- [GIVEN DATA]

◇ ◇ ◇ ◇ ◇

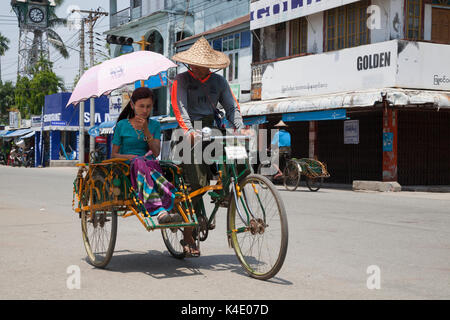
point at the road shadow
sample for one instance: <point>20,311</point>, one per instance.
<point>161,265</point>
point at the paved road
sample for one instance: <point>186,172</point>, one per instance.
<point>334,236</point>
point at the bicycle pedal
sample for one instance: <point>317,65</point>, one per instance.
<point>212,226</point>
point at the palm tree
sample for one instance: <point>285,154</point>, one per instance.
<point>3,48</point>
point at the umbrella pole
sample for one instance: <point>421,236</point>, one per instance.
<point>81,134</point>
<point>91,138</point>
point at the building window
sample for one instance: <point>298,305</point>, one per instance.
<point>346,26</point>
<point>298,36</point>
<point>246,38</point>
<point>236,65</point>
<point>414,19</point>
<point>280,40</point>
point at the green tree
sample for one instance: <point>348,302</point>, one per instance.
<point>3,48</point>
<point>30,93</point>
<point>6,100</point>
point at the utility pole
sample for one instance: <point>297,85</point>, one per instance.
<point>143,43</point>
<point>90,21</point>
<point>81,117</point>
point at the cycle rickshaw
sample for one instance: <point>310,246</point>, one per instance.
<point>257,226</point>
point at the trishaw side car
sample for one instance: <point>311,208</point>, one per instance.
<point>257,227</point>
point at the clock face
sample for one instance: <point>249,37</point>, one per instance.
<point>36,15</point>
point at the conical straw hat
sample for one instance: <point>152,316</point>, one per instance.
<point>201,54</point>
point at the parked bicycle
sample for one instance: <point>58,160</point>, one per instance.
<point>313,170</point>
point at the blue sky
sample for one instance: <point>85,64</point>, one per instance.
<point>67,69</point>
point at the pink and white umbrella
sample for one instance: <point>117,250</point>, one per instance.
<point>117,73</point>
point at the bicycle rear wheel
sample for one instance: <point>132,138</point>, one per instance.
<point>172,238</point>
<point>260,242</point>
<point>291,176</point>
<point>314,184</point>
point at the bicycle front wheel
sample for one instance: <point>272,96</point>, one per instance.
<point>260,238</point>
<point>172,238</point>
<point>291,176</point>
<point>99,229</point>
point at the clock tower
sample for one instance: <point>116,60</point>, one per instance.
<point>33,17</point>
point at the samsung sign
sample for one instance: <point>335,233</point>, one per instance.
<point>264,13</point>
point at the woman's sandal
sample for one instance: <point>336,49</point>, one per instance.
<point>189,249</point>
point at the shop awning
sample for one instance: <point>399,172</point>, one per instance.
<point>28,135</point>
<point>4,132</point>
<point>255,120</point>
<point>336,114</point>
<point>355,99</point>
<point>107,127</point>
<point>18,133</point>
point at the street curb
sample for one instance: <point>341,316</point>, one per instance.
<point>380,186</point>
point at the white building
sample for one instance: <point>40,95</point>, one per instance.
<point>383,63</point>
<point>164,22</point>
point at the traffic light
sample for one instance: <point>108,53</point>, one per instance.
<point>111,39</point>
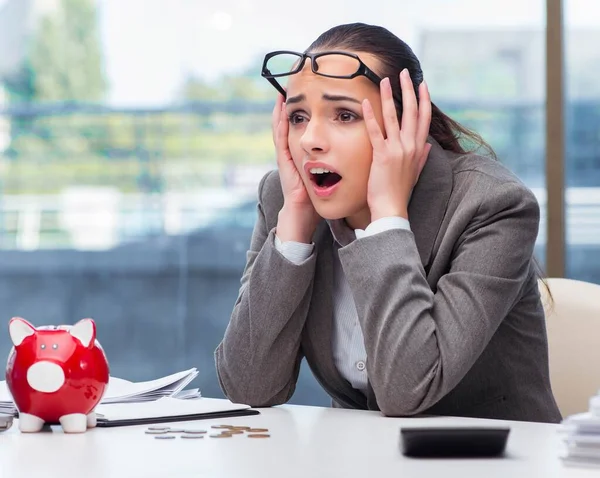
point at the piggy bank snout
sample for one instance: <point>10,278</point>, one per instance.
<point>45,376</point>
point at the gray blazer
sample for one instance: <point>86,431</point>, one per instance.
<point>450,312</point>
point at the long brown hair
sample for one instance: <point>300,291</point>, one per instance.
<point>395,55</point>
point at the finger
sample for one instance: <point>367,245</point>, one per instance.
<point>410,110</point>
<point>375,135</point>
<point>424,121</point>
<point>390,116</point>
<point>424,157</point>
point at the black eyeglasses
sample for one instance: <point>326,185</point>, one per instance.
<point>332,64</point>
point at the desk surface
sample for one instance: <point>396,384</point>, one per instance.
<point>305,442</point>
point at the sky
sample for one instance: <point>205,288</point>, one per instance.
<point>150,46</point>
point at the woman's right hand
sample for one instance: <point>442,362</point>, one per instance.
<point>298,218</point>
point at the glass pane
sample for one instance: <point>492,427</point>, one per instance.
<point>582,123</point>
<point>132,142</point>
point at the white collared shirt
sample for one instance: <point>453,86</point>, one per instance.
<point>348,345</point>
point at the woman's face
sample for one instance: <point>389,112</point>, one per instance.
<point>327,132</point>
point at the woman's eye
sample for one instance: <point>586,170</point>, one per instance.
<point>346,116</point>
<point>296,118</point>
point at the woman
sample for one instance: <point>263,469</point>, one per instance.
<point>400,265</point>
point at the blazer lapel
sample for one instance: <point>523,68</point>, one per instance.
<point>319,325</point>
<point>426,211</point>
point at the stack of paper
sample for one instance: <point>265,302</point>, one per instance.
<point>124,391</point>
<point>582,436</point>
<point>168,409</point>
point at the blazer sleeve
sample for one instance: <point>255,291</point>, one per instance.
<point>420,344</point>
<point>258,359</point>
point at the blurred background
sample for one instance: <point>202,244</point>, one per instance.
<point>133,135</point>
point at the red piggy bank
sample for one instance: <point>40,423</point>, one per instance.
<point>56,374</point>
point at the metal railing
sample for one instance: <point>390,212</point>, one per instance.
<point>91,177</point>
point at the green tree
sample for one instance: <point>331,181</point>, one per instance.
<point>63,64</point>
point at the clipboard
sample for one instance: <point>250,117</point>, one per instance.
<point>169,410</point>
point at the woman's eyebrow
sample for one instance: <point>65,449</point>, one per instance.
<point>298,98</point>
<point>339,98</point>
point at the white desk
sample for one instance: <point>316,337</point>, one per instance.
<point>306,442</point>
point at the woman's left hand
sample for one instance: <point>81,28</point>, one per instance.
<point>400,155</point>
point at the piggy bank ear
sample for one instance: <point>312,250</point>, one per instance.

◇ ◇ ◇ ◇ ◇

- [TASK TO CARRY OUT] Copy only what lies between the start of the listing above and the line containing "point at the clock face", inclusive of both ends, exactly as written, and drop the pictures.

- [YOUR SOLUTION]
point at the road shadow
sample for one instance: <point>20,311</point>, one per instance.
<point>161,265</point>
point at the paved road
sample for one instance: <point>186,172</point>, one per instance.
<point>334,236</point>
point at the bicycle pedal
sample for one instance: <point>317,65</point>, one per instance.
<point>212,226</point>
point at the palm tree
sample for one instance: <point>285,154</point>, one per instance.
<point>3,48</point>
point at the umbrella pole
sample for one instance: <point>421,236</point>, one per instance.
<point>81,134</point>
<point>91,138</point>
point at the building window
sample for one instance: <point>298,305</point>, one per instance.
<point>346,26</point>
<point>298,36</point>
<point>246,38</point>
<point>236,65</point>
<point>414,19</point>
<point>280,40</point>
point at the green tree
sample for one instance: <point>348,302</point>, one per instance.
<point>3,48</point>
<point>30,93</point>
<point>6,100</point>
point at the utility pole
sample for one instance: <point>297,85</point>, one per instance.
<point>143,43</point>
<point>90,21</point>
<point>81,117</point>
point at the cycle rickshaw
sample for one instance: <point>310,246</point>, one per instance.
<point>257,226</point>
point at the trishaw side car
sample for one instance: <point>311,208</point>, one per instance.
<point>257,227</point>
point at the clock face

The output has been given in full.